Amenity Spaces have Evolved

December 2021

They way in which condo living is viewed has changed.

As suites become smaller the importance of amenities has grown.  Once viewed as a minor benefit to condo living, amenities offer desired space which does not normally exist in the home.  This may be a quiet library, lounge or reading area for relaxation.  It may be exercise space or a working area.  A party room is used for entertaining larger groups.  Space for card playing, or viewing of movies and sporting events, is important to some.  When you have overnight guests, a guest suite is desirable.

Amenities have become an extension of home and life.

Amenity and common area spaces in high-rise buildings serve purposes beyond being an extension of the home.  They provide areas for residents to gather and help facilitate a sense of community.  Lifestyle choices of those residing in the community are reflected in available amenities.

New condominium buildings in 2020 look and function differently from their 1970 counterparts.  Older buildings are more likely to have larger suites and more amenity space dedicated to specific uses.  Newer buildings more likely have smaller suites and more flexible amenity spaces intended for multiple uses.  Older buildings included large lobby areas with high ceilings to attract buyers.  Large amenity spaces may have been located in basement levels lacking windows and with lighting from pre-LED days.  Amenities may have been limited to an exercise room, party room, swimming pool and possibly a library.  Newer buildings tend to offer more luxurious surroundings, more extensive amenities, and spaces designed for multiple purposes located at or above ground level.  Lower levels are limited to parking and storage.

Amenity spaces and landscaping generally require updating about every decade with a refresh every five years.  In older buildings rooms may be reconfigured and worn-out finishes replaced.  Some rooms or outdoor spaces may be redesigned or resized to improve utilization based on resident interests.  Changes may be part of a general update or maintenance schedule to keep a building looking fresh and new.

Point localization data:
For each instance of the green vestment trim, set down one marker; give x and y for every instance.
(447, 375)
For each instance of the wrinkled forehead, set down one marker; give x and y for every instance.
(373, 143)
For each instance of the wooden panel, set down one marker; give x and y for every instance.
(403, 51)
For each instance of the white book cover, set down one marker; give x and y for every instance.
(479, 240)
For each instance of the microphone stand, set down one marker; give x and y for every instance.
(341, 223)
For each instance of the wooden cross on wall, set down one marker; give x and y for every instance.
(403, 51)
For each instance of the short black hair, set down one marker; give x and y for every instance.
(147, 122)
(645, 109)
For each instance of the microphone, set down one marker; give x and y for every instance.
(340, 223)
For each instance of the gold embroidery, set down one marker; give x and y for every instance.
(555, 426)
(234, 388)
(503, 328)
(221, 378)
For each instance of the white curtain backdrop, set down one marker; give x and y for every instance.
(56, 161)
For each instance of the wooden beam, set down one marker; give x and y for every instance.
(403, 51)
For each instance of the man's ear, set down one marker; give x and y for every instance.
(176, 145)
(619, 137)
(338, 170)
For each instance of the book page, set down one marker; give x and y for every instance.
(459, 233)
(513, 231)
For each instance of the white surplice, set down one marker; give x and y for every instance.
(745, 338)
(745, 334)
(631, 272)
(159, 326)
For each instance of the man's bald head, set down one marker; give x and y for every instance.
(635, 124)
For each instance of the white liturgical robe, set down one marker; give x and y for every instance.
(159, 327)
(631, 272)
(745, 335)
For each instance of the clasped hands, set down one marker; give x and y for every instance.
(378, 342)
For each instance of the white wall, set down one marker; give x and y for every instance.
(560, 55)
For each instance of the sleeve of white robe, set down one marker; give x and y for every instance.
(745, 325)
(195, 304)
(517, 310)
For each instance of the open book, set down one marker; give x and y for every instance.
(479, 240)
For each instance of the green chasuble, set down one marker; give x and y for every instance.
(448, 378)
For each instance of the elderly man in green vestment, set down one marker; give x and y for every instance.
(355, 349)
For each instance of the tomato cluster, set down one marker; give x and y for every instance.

**REQUIRED ACTION 1**
In the amenity spaces article, how often do amenity spaces and landscaping generally need updating?
**REQUIRED ACTION 2**
Using the amenity spaces article, explain why amenities have grown in importance for condo residents.
**REQUIRED ACTION 3**
Please transcribe the stretch of the amenity spaces article from "December 2021" through "suite is desirable.", character for character.

**WRITTEN SOLUTION 1**
About every decade, with a refresh every five years.

**WRITTEN SOLUTION 2**
As suites become smaller, amenities matter more because they offer desired space that does not normally exist in the home. That space might be a quiet library, an exercise or working area, a party room or a guest suite.

**WRITTEN SOLUTION 3**
December 2021

They way in which condo living is viewed has changed.

As suites become smaller the importance of amenities has grown.  Once viewed as a minor benefit to condo living, amenities offer desired space which does not normally exist in the home.  This may be a quiet library, lounge or reading area for relaxation.  It may be exercise space or a working area.  A party room is used for entertaining larger groups.  Space for card playing, or viewing of movies and sporting events, is important to some.  When you have overnight guests, a guest suite is desirable.